● EXERCISE DESCRIPTION
From the line with "of the cherry" to the final line of the records, reproduce every line exactly and only those lines.
** Start WORKING DATA **
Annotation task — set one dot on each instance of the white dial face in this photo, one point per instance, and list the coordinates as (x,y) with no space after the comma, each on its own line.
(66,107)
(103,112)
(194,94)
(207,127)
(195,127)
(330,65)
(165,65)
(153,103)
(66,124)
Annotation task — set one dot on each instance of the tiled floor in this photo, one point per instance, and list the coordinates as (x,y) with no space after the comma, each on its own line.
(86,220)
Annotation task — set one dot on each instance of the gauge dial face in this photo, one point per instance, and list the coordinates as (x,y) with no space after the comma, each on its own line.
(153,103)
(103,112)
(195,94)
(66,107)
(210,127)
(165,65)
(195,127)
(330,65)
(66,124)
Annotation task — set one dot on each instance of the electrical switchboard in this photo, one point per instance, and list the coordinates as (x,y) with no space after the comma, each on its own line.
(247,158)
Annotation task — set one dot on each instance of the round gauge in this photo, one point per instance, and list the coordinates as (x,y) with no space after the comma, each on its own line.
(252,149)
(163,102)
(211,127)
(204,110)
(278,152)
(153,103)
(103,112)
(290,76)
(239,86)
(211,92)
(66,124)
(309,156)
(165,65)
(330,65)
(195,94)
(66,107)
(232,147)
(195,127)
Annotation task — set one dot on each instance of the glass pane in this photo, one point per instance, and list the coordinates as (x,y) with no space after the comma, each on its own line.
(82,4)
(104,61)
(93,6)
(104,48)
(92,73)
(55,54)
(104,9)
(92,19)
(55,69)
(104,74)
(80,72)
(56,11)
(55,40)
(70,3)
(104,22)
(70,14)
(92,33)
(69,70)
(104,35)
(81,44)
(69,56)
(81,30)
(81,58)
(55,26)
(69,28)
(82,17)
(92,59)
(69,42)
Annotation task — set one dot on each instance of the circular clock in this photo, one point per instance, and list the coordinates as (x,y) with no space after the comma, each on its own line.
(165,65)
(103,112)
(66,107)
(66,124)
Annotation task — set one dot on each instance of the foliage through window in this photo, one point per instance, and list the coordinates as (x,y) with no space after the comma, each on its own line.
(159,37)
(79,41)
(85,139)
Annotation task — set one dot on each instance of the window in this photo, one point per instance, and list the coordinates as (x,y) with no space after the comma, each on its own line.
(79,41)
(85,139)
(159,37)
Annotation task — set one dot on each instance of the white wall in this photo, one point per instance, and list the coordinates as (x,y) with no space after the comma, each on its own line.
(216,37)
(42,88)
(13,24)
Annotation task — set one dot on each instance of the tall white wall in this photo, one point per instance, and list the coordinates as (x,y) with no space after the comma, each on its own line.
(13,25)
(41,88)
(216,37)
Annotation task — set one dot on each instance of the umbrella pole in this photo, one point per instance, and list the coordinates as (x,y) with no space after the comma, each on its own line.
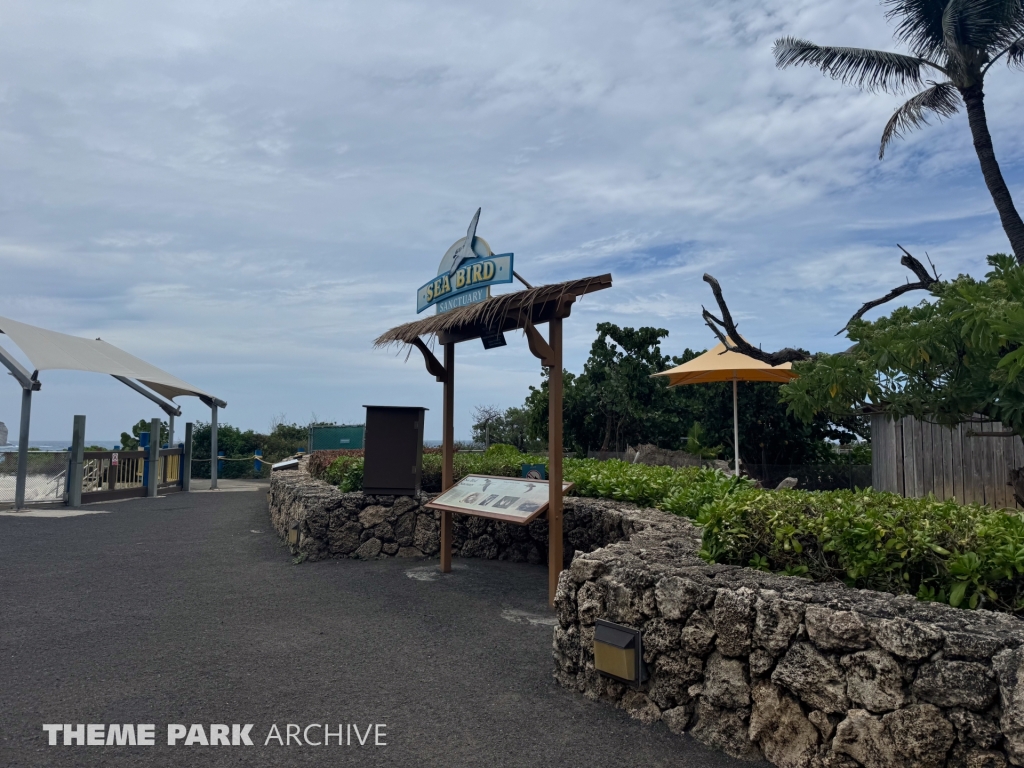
(735,425)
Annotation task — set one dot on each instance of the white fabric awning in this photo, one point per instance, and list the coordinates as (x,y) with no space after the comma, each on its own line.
(49,350)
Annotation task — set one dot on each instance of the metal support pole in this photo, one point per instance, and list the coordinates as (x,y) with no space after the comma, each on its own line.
(186,460)
(448,459)
(735,425)
(213,446)
(23,450)
(555,554)
(77,463)
(154,459)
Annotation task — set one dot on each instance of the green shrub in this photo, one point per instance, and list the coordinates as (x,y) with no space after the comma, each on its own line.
(965,555)
(969,556)
(345,472)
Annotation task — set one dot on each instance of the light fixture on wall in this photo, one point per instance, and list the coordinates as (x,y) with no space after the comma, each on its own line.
(619,652)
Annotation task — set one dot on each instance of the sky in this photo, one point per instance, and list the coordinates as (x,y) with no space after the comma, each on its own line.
(247,194)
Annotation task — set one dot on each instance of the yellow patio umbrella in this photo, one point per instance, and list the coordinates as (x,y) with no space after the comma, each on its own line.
(720,365)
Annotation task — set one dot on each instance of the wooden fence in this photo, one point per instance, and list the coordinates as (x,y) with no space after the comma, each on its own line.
(914,458)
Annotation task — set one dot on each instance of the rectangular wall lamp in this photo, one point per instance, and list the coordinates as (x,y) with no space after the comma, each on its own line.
(619,652)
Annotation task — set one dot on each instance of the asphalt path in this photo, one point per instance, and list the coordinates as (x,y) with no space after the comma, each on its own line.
(187,609)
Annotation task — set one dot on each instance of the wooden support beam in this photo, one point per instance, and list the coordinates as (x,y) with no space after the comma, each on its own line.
(434,368)
(448,450)
(555,555)
(538,345)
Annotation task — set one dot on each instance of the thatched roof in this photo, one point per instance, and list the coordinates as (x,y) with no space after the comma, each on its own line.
(506,312)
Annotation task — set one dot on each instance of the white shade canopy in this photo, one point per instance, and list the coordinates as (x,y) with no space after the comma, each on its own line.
(49,350)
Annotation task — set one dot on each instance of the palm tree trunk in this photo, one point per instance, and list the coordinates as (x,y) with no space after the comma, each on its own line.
(974,98)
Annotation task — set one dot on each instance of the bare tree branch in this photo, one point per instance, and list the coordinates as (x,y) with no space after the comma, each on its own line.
(925,283)
(734,342)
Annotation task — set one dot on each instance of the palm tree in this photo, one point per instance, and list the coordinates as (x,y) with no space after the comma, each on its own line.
(956,41)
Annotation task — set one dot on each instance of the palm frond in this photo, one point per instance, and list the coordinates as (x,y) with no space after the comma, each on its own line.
(871,70)
(919,25)
(1015,54)
(941,98)
(972,26)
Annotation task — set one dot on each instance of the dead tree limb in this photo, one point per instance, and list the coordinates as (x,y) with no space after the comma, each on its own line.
(925,283)
(725,330)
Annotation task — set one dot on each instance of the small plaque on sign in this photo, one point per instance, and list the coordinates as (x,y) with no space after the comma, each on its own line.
(511,499)
(535,471)
(494,340)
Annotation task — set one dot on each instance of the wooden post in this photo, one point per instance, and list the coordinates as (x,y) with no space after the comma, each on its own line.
(448,466)
(554,458)
(186,460)
(77,462)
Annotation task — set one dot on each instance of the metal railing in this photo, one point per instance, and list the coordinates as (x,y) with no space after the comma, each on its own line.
(113,470)
(123,474)
(45,479)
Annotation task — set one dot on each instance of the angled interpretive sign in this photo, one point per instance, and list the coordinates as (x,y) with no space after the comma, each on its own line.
(516,500)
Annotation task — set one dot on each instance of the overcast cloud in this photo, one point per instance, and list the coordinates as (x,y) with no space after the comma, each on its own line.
(247,194)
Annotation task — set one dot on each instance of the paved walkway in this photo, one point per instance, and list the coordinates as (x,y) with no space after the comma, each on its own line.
(187,609)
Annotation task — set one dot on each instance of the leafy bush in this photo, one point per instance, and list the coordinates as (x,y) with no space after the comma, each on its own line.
(346,473)
(966,555)
(320,461)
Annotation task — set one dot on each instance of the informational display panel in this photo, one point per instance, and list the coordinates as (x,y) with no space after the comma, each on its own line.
(511,499)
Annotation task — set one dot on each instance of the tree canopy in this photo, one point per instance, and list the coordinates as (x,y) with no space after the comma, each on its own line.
(614,402)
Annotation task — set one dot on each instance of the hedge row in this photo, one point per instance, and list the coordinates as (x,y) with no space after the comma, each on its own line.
(966,555)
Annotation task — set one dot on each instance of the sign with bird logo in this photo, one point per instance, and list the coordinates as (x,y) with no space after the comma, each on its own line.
(465,274)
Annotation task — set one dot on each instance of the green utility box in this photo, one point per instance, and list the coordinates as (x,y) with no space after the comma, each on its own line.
(332,438)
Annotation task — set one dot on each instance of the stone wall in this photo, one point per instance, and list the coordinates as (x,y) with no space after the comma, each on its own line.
(804,675)
(760,666)
(337,524)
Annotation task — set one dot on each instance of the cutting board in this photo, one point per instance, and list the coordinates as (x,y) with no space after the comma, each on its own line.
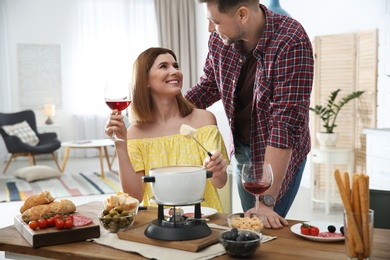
(136,234)
(53,236)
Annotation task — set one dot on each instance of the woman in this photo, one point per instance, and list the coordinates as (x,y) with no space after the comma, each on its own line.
(154,140)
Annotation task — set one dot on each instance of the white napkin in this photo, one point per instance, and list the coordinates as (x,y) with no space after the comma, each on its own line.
(156,252)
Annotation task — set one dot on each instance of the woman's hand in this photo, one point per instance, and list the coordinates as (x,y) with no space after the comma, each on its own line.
(115,124)
(218,165)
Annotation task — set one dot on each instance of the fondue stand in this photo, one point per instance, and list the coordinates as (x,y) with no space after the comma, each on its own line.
(178,227)
(170,186)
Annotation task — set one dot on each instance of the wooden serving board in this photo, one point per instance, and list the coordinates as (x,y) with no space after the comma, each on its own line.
(53,236)
(136,234)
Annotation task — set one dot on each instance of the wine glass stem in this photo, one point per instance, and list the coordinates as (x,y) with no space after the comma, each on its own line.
(257,203)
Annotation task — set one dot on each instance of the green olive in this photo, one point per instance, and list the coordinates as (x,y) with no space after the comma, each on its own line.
(113,212)
(116,218)
(125,213)
(119,209)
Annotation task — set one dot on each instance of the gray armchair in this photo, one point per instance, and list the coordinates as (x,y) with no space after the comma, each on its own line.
(48,142)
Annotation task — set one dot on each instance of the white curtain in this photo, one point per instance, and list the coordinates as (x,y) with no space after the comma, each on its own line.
(110,35)
(5,84)
(176,27)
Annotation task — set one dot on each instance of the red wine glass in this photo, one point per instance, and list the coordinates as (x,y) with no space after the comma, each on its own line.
(117,95)
(257,178)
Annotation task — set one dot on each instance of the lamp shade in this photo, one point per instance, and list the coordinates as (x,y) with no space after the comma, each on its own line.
(49,110)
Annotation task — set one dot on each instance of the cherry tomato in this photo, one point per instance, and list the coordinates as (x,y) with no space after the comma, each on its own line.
(51,222)
(314,231)
(60,224)
(305,229)
(33,224)
(68,223)
(58,216)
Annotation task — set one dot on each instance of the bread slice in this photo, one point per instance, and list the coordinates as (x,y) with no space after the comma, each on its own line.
(37,199)
(121,199)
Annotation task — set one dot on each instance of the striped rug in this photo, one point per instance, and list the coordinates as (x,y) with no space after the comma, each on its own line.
(68,185)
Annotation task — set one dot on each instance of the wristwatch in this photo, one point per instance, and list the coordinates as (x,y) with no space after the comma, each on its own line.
(267,199)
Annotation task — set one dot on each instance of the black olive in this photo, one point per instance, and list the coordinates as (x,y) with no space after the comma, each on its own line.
(240,237)
(331,228)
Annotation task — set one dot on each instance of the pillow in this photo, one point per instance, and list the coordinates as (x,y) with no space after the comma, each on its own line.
(23,131)
(36,172)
** End WORKING DATA **
● EXERCISE SOLUTION
Annotation task — set one dot on each instance of the cherry tomato in this photo, one point per instance, and list the coordinates as (x,y) with no space after the comma, each on its own line.
(51,222)
(314,231)
(60,224)
(305,229)
(33,224)
(68,223)
(58,216)
Annotation task — set one dot on each instance of the bread slice in this photo, one point per instance, and list the coordinates as (x,y) with no space after the comma, each on its own line.
(37,199)
(121,199)
Annotation task — set one dot on each instance of the striped rug in this photo, one point per instance, and list the coordinates as (x,y) with no space after the comma, each on its own line.
(68,185)
Annotation task — set one dot on each instance of the wristwatch in this photo, one point per instance, and list the coordinates as (x,y) with no space after the comma, each on its own line.
(267,199)
Annotation task — set one dot on each instance of the black olive in this photo, one point per instance, and list the coordinates as (x,y) with no space after the comma, each on its own line.
(240,237)
(331,228)
Annotation task — set one dot on each instance of the pillow in this photo, one point per instance, and list the coordinates as (x,y) with no space after the comma, each on its own line.
(23,131)
(36,172)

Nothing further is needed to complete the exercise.